Innocence is a 2013 American horror drama film directed by Hilary Brougher, who co-wrote the film with Tristine Skyler. The movie is based on the 2000 novel of the same name by Jane Mendelsohn. It had its world premiere on October 26, 2013 at the Austin Film Festival and received a limited theatrical release in the United States on September 5, 2014. The movie stars Sophie Curtis, Kelly Reilly, Graham Phillips, Linus Roache, Sarah Sutherland and Stephanie March.

Provided material
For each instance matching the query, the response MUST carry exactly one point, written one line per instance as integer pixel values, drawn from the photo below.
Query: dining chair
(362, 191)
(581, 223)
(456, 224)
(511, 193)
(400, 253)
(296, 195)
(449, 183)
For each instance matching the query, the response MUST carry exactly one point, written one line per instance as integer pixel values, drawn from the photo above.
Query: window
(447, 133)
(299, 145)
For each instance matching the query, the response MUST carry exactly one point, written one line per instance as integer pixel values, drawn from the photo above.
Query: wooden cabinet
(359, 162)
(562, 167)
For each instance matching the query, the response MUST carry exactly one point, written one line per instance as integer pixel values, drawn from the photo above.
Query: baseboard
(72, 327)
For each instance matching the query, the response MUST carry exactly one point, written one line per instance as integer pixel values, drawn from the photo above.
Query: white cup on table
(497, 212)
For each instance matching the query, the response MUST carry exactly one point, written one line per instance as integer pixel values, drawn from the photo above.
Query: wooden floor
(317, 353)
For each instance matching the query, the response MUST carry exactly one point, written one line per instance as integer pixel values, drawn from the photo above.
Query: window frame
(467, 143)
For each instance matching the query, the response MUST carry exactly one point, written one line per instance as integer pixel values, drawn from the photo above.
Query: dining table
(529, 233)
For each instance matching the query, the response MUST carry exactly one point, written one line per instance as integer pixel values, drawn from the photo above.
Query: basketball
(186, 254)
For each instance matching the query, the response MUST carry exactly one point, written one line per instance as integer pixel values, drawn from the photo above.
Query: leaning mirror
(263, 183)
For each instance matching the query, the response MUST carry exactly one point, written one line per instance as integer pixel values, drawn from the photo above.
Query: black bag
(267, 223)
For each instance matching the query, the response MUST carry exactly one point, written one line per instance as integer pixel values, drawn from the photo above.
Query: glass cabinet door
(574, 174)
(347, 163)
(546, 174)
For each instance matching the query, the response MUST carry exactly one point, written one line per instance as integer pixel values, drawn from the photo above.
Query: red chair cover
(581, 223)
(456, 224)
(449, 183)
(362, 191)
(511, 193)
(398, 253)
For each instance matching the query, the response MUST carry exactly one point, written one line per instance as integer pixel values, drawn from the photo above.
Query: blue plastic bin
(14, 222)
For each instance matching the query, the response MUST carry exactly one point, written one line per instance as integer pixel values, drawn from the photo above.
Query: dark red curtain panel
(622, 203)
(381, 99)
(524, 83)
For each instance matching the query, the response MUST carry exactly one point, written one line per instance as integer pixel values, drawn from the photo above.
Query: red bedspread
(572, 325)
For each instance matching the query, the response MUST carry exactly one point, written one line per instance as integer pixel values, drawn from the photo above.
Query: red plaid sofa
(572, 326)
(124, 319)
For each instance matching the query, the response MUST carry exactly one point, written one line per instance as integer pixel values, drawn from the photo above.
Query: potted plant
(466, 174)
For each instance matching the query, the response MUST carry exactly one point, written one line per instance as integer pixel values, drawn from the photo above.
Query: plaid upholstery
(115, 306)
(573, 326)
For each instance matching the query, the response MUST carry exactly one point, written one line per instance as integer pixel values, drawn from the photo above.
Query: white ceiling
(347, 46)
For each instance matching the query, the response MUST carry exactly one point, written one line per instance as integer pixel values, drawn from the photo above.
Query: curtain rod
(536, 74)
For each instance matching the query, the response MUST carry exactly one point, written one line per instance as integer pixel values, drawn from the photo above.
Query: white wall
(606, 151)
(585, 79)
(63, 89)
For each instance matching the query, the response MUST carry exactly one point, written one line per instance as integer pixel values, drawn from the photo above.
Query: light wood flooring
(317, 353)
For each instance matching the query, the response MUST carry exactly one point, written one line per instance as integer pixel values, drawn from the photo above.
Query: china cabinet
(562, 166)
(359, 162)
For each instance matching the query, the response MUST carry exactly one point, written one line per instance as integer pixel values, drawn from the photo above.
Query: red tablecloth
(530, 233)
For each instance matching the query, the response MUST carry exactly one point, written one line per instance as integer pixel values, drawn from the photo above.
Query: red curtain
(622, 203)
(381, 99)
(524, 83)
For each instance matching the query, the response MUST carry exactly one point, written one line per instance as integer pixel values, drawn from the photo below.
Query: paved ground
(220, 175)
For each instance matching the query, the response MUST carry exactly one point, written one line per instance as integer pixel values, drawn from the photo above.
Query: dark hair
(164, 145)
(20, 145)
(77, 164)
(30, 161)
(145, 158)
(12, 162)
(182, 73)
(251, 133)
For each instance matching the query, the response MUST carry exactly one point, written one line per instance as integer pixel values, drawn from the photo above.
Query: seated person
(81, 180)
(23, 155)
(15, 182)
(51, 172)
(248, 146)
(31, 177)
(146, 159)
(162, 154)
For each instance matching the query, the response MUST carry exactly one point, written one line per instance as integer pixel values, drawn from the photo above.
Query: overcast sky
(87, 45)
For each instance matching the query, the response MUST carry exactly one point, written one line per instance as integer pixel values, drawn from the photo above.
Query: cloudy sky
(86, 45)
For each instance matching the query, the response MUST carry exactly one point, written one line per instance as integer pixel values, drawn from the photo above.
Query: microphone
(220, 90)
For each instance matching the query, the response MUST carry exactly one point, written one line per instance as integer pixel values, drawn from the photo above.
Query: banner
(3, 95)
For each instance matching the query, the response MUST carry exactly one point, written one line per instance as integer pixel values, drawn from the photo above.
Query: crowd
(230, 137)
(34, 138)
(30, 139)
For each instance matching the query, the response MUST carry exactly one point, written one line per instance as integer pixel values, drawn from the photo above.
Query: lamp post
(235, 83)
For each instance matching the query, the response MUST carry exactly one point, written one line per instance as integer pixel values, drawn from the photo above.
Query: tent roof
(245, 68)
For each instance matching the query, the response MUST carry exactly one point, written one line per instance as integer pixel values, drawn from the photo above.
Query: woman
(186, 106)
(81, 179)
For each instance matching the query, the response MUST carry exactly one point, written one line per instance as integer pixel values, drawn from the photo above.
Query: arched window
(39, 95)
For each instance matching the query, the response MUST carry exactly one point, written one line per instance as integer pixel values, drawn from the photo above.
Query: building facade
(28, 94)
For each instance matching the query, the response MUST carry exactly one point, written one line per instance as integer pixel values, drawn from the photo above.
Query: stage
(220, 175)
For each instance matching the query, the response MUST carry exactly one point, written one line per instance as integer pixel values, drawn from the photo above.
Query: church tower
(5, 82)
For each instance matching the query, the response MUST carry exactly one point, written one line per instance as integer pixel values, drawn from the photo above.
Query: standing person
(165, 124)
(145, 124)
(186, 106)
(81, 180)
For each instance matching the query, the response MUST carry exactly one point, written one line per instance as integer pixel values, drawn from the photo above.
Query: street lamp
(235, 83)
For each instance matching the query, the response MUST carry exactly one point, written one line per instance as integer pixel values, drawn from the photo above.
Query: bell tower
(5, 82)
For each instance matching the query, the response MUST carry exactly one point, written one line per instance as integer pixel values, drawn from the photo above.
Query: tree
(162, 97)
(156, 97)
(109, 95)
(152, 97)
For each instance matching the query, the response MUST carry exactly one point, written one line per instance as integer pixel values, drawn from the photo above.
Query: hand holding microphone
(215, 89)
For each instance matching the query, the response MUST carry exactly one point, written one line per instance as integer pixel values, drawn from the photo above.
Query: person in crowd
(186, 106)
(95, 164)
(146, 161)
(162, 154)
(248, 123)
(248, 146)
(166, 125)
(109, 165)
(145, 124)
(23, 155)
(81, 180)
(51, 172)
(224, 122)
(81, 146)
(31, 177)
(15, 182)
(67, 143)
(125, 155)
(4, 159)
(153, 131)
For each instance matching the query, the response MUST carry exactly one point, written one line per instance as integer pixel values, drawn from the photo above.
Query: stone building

Written tasks
a. Reproduce the section of the passage on the film Innocence that opens with the words containing "Innocence is a" and closes with "and Stephanie March.".
b. Answer these questions using the passage on the film Innocence.
(i) Who directed the film?
(ii) At which festival did the film have its world premiere?
(iii) Who wrote the novel the film is based on?
c. Carry on writing the passage on the film Innocence, starting after its final sentence.
The records have no part in any of this.

Task-by-task results
a.
Innocence is a 2013 American horror drama film directed by Hilary Brougher, who co-wrote the film with Tristine Skyler. The movie is based on the 2000 novel of the same name by Jane Mendelsohn. It had its world premiere on October 26, 2013 at the Austin Film Festival and received a limited theatrical release in the United States on September 5, 2014. The movie stars Sophie Curtis, Kelly Reilly, Graham Phillips, Linus Roache, Sarah Sutherland and Stephanie March.

b.
(i) Hilary Brougher
(ii) The Austin Film Festival
(iii) Jane Mendelsohn

c.
Plot
Beckett (Sophie Curtis) is a young teenager mourning the loss of her mother. She's moved to the Upper West Side of Manhattan with her father Miles (Linus Roache) and is set to begin school at Hamilton, an exclusive prep school. Beckett is so engrossed in her grief that she fails to notice that her school is a little stranger than most schools, as its students are prone to suicides and is full of extraordinarily beautiful female teachers. Things grow worse when the school nurse Pamela (Kelly Reilly) decides to move in with Beckett and Miles, especially since Pamela keeps instructing Beckett to remain a virgin. What Beckett doesn't know is that Pamela and the other school staff are all incarnations of Lamia, a former queen of Libya, and must kill and drink the blood of virgins to retain their immortal existence.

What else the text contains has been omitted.